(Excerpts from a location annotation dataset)
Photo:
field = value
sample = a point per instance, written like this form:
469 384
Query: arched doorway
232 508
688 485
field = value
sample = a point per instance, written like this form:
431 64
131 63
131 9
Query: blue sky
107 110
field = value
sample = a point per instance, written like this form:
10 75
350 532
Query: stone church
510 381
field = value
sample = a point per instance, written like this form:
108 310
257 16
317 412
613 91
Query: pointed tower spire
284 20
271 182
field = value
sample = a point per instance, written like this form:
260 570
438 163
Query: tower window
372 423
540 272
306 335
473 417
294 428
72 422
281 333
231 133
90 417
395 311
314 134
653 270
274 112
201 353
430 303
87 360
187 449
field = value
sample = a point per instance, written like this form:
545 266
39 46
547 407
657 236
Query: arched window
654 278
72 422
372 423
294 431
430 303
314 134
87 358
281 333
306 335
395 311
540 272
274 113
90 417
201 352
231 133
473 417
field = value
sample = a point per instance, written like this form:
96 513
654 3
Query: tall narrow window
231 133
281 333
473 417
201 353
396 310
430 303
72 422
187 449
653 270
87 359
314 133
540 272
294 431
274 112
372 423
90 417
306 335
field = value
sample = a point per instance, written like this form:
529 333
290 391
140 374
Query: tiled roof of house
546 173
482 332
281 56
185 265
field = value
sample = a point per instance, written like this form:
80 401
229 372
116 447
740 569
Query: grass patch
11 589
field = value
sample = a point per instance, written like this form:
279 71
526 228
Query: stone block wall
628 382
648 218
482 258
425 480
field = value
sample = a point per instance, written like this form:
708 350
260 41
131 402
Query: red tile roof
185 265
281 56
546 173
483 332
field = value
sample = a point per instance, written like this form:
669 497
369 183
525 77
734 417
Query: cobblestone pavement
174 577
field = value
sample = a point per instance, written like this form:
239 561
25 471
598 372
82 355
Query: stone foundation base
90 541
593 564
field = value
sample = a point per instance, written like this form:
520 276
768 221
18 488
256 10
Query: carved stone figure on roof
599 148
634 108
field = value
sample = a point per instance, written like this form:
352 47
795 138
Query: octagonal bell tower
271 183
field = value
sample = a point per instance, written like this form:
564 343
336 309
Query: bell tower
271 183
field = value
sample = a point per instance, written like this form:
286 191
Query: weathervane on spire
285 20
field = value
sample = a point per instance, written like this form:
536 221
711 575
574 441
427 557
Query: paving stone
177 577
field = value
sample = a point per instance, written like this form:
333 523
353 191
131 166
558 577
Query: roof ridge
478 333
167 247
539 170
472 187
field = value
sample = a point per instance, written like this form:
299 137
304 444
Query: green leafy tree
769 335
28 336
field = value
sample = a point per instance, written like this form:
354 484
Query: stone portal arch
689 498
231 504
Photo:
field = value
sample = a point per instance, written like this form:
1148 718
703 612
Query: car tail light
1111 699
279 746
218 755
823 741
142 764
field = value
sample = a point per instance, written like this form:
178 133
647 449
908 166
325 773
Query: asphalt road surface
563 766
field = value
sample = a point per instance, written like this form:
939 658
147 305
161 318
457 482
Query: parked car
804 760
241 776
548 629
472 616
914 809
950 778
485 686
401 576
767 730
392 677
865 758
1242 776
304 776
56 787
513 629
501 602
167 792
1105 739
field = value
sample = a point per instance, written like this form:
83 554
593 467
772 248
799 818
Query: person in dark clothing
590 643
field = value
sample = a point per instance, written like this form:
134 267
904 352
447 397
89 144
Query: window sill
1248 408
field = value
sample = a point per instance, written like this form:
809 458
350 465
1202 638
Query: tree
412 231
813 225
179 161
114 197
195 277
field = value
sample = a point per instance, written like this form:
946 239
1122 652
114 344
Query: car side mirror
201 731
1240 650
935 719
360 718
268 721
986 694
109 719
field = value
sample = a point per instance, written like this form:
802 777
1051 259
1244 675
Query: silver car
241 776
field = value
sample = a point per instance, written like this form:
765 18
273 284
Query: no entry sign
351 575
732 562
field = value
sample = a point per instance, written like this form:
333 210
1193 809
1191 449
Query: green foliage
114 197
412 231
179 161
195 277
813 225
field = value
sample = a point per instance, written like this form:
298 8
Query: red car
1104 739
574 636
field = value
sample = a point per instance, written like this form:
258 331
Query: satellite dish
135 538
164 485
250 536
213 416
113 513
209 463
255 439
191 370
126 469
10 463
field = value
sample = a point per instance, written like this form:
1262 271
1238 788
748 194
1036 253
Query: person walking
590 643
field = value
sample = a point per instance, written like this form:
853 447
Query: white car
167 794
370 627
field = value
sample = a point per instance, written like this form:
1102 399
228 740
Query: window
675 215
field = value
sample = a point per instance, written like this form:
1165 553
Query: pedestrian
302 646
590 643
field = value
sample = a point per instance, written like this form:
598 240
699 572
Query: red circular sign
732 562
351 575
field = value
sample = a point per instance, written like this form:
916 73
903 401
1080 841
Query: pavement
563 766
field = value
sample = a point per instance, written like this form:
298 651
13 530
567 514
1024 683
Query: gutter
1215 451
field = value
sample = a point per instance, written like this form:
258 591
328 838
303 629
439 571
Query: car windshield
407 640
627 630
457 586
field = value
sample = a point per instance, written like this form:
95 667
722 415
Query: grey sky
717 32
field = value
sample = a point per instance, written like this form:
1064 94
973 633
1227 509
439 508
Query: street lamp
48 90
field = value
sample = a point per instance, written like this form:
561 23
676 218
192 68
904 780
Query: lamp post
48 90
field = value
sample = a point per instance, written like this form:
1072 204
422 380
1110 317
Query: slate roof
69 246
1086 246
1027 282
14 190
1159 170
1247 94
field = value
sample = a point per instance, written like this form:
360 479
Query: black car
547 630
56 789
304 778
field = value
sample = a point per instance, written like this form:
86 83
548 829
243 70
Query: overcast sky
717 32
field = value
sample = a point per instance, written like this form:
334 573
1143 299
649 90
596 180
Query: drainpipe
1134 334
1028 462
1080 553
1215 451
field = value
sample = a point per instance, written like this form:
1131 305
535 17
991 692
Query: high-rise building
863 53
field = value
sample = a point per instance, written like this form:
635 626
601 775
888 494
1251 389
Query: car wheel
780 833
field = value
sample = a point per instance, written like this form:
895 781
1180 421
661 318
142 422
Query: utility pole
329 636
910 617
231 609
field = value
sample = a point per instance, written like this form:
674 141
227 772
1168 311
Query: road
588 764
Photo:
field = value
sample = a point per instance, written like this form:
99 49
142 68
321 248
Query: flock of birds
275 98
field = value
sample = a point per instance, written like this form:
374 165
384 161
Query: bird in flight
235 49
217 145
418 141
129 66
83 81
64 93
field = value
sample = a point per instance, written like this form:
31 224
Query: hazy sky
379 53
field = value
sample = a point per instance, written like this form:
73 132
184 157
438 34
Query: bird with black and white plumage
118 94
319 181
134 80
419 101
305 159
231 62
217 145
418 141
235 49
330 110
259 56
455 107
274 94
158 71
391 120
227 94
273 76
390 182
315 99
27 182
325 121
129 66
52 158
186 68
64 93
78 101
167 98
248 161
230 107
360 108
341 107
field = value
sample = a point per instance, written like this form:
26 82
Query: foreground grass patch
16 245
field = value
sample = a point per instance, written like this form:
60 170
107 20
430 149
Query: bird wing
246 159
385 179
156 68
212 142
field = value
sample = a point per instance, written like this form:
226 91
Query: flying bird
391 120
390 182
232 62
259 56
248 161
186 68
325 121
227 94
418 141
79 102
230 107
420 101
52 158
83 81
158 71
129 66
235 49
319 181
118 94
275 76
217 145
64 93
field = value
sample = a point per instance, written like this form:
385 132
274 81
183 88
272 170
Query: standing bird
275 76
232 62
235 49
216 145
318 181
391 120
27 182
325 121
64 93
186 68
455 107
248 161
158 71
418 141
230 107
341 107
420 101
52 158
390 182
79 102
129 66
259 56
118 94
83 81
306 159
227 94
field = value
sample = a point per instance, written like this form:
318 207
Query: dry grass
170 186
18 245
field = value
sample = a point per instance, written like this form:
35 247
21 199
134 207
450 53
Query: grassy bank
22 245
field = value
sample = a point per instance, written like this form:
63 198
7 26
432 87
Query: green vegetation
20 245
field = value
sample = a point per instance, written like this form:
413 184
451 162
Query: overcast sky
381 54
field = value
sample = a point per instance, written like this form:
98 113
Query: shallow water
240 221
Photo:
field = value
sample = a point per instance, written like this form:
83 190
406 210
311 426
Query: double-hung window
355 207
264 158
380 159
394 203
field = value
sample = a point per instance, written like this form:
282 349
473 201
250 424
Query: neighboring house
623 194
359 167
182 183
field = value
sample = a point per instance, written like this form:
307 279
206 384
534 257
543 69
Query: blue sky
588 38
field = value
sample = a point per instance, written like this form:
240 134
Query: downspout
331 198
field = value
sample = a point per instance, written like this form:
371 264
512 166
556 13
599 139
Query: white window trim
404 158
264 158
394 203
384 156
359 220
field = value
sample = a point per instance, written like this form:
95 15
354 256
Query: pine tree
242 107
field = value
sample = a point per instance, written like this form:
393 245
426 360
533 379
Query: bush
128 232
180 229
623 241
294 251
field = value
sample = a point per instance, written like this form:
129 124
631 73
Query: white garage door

== Exercise prompt ==
Pick out and copy each line in the listing above that contains the word "spire". Case counts.

== Finished exercise ==
Query: pointed tower spire
Query: weathervane on spire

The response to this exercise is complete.